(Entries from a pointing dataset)
(begin)
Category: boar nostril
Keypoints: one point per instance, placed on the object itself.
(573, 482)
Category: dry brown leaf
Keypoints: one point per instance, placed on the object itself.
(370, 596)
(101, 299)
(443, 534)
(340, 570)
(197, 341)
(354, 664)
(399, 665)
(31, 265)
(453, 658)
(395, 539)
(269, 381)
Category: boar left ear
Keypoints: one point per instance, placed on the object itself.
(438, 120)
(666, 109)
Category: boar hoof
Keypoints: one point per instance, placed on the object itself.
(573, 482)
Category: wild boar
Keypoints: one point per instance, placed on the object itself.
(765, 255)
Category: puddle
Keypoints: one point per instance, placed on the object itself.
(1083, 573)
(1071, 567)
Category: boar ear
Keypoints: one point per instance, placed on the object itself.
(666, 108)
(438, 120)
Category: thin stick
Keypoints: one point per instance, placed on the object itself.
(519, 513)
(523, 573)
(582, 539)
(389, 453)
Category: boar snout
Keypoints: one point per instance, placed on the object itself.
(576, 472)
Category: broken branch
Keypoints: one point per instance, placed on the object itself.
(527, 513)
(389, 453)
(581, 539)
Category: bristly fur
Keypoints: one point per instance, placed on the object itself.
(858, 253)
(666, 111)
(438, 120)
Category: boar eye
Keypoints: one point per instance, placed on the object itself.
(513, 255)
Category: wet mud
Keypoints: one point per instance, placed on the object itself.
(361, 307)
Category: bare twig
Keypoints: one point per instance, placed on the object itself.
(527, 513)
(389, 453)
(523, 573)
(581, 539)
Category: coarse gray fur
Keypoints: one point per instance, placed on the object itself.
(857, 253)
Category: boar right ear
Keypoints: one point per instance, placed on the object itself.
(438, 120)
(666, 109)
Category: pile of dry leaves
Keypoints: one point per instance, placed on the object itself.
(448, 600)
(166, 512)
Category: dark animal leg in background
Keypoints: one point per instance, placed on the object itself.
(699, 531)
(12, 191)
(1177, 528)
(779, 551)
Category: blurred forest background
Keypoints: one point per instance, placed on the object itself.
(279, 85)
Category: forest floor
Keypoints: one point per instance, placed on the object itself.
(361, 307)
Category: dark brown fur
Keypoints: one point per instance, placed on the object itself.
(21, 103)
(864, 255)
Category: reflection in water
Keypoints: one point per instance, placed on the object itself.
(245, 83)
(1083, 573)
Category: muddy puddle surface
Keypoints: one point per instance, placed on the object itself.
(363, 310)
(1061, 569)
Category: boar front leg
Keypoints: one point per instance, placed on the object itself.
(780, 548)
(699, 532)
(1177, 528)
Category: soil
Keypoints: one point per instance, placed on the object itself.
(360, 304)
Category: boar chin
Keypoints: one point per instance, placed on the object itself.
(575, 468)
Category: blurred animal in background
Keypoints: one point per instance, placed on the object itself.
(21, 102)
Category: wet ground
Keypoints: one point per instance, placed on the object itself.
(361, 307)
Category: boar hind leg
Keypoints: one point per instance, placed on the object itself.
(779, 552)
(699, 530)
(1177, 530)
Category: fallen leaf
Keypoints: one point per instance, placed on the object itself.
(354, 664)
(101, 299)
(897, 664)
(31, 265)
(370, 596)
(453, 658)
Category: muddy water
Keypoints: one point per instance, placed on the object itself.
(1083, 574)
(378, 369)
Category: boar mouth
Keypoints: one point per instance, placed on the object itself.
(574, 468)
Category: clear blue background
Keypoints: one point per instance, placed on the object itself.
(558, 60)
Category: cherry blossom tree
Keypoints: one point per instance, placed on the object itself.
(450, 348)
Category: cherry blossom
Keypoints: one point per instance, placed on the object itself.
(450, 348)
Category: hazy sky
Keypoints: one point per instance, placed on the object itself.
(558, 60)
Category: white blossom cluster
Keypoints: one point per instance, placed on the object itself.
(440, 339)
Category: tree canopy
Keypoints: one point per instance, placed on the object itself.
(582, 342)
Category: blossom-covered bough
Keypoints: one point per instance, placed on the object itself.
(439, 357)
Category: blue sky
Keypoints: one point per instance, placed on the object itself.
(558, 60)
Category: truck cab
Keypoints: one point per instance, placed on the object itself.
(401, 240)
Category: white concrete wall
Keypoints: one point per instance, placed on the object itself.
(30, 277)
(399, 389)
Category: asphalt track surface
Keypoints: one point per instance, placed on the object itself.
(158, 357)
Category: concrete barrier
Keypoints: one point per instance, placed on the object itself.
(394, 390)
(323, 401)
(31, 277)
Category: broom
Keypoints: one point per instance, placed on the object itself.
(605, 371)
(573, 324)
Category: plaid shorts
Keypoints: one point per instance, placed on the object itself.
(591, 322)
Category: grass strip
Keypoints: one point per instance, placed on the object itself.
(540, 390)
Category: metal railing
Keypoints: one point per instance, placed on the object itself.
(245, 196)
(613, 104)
(end)
◆ Problem details
Reproduce the material precisely, including every line.

◆ Written answer
Category: boar nostril
Keypoints: one point per instance, placed on the object itself.
(573, 482)
Category: dry brown leaf
Keypoints: one point per instance, placed on the object itself.
(370, 596)
(101, 299)
(443, 534)
(340, 570)
(197, 341)
(354, 664)
(399, 665)
(31, 265)
(453, 658)
(395, 539)
(269, 381)
Category: boar left ear
Keypoints: one point per instance, placed on the object itself.
(438, 120)
(666, 109)
Category: boar hoof
Keypoints: one point per instance, placed on the object itself.
(573, 482)
Category: wild boar
Keypoints: one point per instance, placed on the object itself.
(765, 255)
Category: puddle
Keypoints: one point per instance, placed on the object itself.
(1083, 573)
(1071, 567)
Category: boar ear
Keypoints: one point per instance, placed on the object itself.
(666, 108)
(438, 120)
Category: thin stick
Keypoints: one point per instance, placed on the object itself.
(519, 513)
(523, 573)
(582, 539)
(389, 453)
Category: boar snout
Keypoints: one point per instance, placed on the object itself.
(576, 472)
Category: broken branch
Keypoints: one point per instance, placed on the object itself.
(527, 513)
(389, 453)
(581, 539)
Category: bristly fur
Keypoints: one point per instance, placed on the object itself.
(858, 253)
(666, 111)
(438, 120)
Category: boar eye
Keypoints: one point per instance, placed on the object itself.
(513, 255)
Category: wet mud
Keypoints: one point per instance, placed on the object itself.
(361, 307)
Category: bare twig
Keypoints: one point per instance, placed on the object itself.
(527, 513)
(389, 453)
(523, 573)
(581, 539)
Category: coarse gray fur
Keypoints: one point per instance, placed on the object itself.
(857, 253)
Category: boar right ear
Keypoints: one point per instance, placed on the object itself.
(438, 120)
(666, 109)
Category: pile of dry leaves
Keypoints: one point per instance, placed on the object itself.
(448, 600)
(166, 512)
Category: dark animal leg in background
Keypoints: one point per instance, placed on the object itself.
(699, 531)
(12, 191)
(1177, 528)
(779, 551)
Category: blurred forest background
Keypoints: one point per instance, placed on the object itself.
(279, 85)
Category: forest floor
Keypoints: one point per instance, placed on the object itself.
(361, 307)
Category: dark brown fur
Keypoints: one point per instance, placed on the object itself.
(21, 103)
(864, 255)
Category: reflection in water
Keypoints: one point per instance, placed on the object itself.
(245, 83)
(1083, 573)
Category: muddy puddle surface
Keypoints: one point per instance, placed on the object itself.
(363, 310)
(1061, 569)
Category: boar front leg
Keypoints: one point per instance, placed on the object itself.
(780, 548)
(699, 532)
(1177, 528)
Category: soil
Keypoints: one point per instance, placed on the object itself.
(360, 304)
Category: boar chin
Keypoints: one point per instance, placed on the object itself.
(575, 468)
Category: blurred animal in background
Keypoints: one point per instance, placed on the object itself.
(21, 102)
Category: wet ground
Keypoints: one point per instance, placed on the object itself.
(361, 307)
Category: boar hind leg
Keypoints: one point per instance, placed on the object itself.
(779, 552)
(699, 530)
(1177, 530)
Category: fallen leaf
Keypoints: one point per instance, placed on the object itself.
(354, 664)
(101, 299)
(897, 664)
(31, 265)
(370, 596)
(453, 658)
Category: muddy water
Keypoints: one point per instance, placed on the object itself.
(1083, 574)
(378, 369)
Category: boar mouth
Keypoints: one point per instance, placed on the object itself.
(574, 468)
Category: clear blue background
Keypoints: one point per instance, placed on the object itself.
(558, 60)
Category: cherry blossom tree
Keypoints: one point per instance, placed on the object itself.
(450, 348)
Category: cherry blossom
Keypoints: one point per instance, placed on the object itself.
(450, 348)
Category: hazy sky
Keypoints: one point per instance, placed on the object itself.
(558, 60)
Category: white blossom cluster
Keypoints: one point per instance, placed on the object itself.
(440, 339)
Category: tree canopy
Keypoints: one point per instance, placed on the object itself.
(582, 342)
Category: blossom-covered bough
Keypoints: one point per instance, placed on the object itself.
(439, 357)
Category: blue sky
Keypoints: one point per instance, placed on the object itself.
(558, 60)
Category: truck cab
Keypoints: one point per instance, placed on the object itself.
(401, 240)
Category: white concrete wall
Keypoints: one point per instance, placed on the object itself.
(30, 277)
(399, 389)
Category: asphalt track surface
Keypoints: one point per instance, placed on the object itself.
(158, 357)
Category: concrete barrier
Keypoints: one point per instance, placed on the object itself.
(394, 390)
(323, 401)
(31, 277)
Category: broom
Keypoints: one point per instance, placed on the object itself.
(605, 371)
(573, 324)
Category: plaid shorts
Keypoints: one point per instance, placed on the object itself.
(591, 322)
Category: grass strip
Keypoints: one point per instance, placed on the object itself.
(540, 390)
Category: metal railing
Keypoints: one point per instance, placed on the object itself.
(245, 196)
(613, 104)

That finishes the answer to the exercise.